→ **Required action**
Copy the data verbatim and leave out every picture.

>>>

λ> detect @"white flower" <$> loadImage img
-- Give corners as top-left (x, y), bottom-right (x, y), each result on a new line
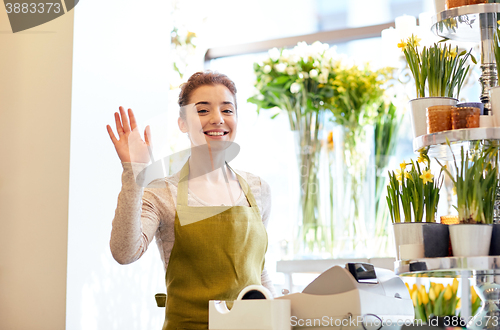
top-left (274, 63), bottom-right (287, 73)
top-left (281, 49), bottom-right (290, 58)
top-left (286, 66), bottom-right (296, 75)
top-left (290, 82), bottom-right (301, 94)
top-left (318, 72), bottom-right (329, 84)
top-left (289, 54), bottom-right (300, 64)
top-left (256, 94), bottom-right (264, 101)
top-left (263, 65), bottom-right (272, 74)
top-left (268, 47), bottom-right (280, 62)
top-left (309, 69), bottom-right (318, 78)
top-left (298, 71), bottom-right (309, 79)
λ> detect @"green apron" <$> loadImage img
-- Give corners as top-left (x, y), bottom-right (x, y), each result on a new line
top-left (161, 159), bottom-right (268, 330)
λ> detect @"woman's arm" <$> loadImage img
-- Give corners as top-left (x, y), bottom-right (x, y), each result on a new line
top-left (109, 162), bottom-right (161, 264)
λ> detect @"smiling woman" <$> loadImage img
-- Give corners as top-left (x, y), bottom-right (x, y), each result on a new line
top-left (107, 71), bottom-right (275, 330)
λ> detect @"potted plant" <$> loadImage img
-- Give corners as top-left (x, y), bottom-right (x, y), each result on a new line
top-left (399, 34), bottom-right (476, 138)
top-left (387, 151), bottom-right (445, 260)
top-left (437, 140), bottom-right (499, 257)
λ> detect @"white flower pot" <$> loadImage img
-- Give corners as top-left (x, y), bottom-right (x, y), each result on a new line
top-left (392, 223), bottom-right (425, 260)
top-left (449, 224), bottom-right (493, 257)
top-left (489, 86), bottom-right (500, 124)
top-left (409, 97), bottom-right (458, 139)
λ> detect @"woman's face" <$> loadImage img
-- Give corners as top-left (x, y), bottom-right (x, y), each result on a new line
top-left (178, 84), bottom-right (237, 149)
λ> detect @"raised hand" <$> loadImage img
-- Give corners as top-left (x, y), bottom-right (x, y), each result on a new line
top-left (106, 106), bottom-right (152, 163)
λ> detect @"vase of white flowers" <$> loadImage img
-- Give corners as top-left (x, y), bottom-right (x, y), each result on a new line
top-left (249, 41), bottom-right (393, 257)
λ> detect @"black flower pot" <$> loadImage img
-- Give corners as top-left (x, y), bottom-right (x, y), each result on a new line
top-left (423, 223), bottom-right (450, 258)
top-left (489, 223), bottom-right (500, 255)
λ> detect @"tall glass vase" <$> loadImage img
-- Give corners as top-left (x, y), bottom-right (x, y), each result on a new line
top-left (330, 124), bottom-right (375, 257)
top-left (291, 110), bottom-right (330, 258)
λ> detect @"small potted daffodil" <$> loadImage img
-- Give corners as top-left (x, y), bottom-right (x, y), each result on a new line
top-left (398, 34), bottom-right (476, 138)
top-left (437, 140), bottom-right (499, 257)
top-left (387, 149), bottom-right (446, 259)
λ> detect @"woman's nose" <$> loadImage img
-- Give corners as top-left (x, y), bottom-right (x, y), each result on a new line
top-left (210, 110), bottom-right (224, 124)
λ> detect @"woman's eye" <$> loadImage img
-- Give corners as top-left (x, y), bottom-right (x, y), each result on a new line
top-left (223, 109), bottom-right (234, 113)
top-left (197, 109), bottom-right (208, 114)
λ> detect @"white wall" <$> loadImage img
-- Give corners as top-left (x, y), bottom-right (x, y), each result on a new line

<<<

→ **Reply to the task**
λ> detect @"white flower" <$> loadImage img
-- Give corners as top-left (x, y), bottom-right (x, y), each result on a new line
top-left (274, 63), bottom-right (287, 73)
top-left (281, 49), bottom-right (290, 58)
top-left (286, 66), bottom-right (296, 75)
top-left (290, 82), bottom-right (301, 94)
top-left (318, 72), bottom-right (329, 84)
top-left (289, 54), bottom-right (300, 64)
top-left (256, 94), bottom-right (264, 101)
top-left (263, 65), bottom-right (272, 74)
top-left (268, 47), bottom-right (280, 62)
top-left (309, 69), bottom-right (318, 78)
top-left (298, 71), bottom-right (309, 79)
λ> detect @"green apron" <$> loadImage img
-- Give corners as top-left (x, y), bottom-right (x, y), each result on a new line
top-left (161, 159), bottom-right (268, 330)
λ> detect @"woman's arm" <$> loadImage img
-- Give corners as top-left (x, y), bottom-right (x, y), each result on a new line
top-left (109, 162), bottom-right (161, 264)
λ> detect @"smiling woman" <$> loadImage img
-- Give corners as top-left (x, y), bottom-right (x, y), each result on a new line
top-left (107, 71), bottom-right (275, 330)
λ> detect @"potted plant" <$> loadImage img
-- Give corners as top-left (x, y), bottom-right (x, y), each result on a new line
top-left (399, 34), bottom-right (476, 138)
top-left (387, 151), bottom-right (445, 260)
top-left (437, 140), bottom-right (499, 257)
λ> detect @"white flower pot" <$> loadImage img
-- Give corners as top-left (x, y), bottom-right (x, y), each result on a new line
top-left (392, 223), bottom-right (425, 260)
top-left (449, 224), bottom-right (493, 257)
top-left (489, 86), bottom-right (500, 124)
top-left (409, 97), bottom-right (458, 139)
λ> detect @"woman's face" <$> loadImage img
-- Give corners as top-left (x, y), bottom-right (x, y), each result on a new line
top-left (178, 84), bottom-right (237, 149)
λ> detect @"raised hand" <$> loadImage img
-- Give corners as top-left (x, y), bottom-right (x, y), each result on a new line
top-left (106, 106), bottom-right (152, 163)
λ> detect @"vase of white flowers" <$> loadImage img
-- Give corners as top-left (x, y), bottom-right (x, y), each result on a new line
top-left (249, 41), bottom-right (393, 257)
λ> detect @"black flower pot" <$> loadImage img
-- Give corners as top-left (x, y), bottom-right (x, y), each result on a new line
top-left (423, 223), bottom-right (450, 258)
top-left (489, 223), bottom-right (500, 255)
λ> detect @"tall glass vase" <$> loadImage img
-- Give corners as top-left (x, y), bottom-right (x, y), each result on a new line
top-left (330, 124), bottom-right (375, 257)
top-left (291, 110), bottom-right (330, 258)
λ> detect @"small potted daffodil" <$> loadImage img
-- Give corners as top-left (x, y), bottom-right (x, y), each result on a new line
top-left (398, 34), bottom-right (476, 138)
top-left (437, 140), bottom-right (499, 257)
top-left (387, 149), bottom-right (446, 259)
λ> detect @"woman's nose" <$> loadImage img
-- Give corners as top-left (x, y), bottom-right (x, y), each result on a new line
top-left (210, 110), bottom-right (224, 124)
λ> detect @"woman's eye" <$> loadImage img
-- Give corners as top-left (x, y), bottom-right (x, y), each result on a new line
top-left (223, 109), bottom-right (234, 113)
top-left (197, 109), bottom-right (208, 114)
λ> detect @"white wall" <$> loadImage img
-- Give corners as top-left (x, y), bottom-right (x, y), each result on a new line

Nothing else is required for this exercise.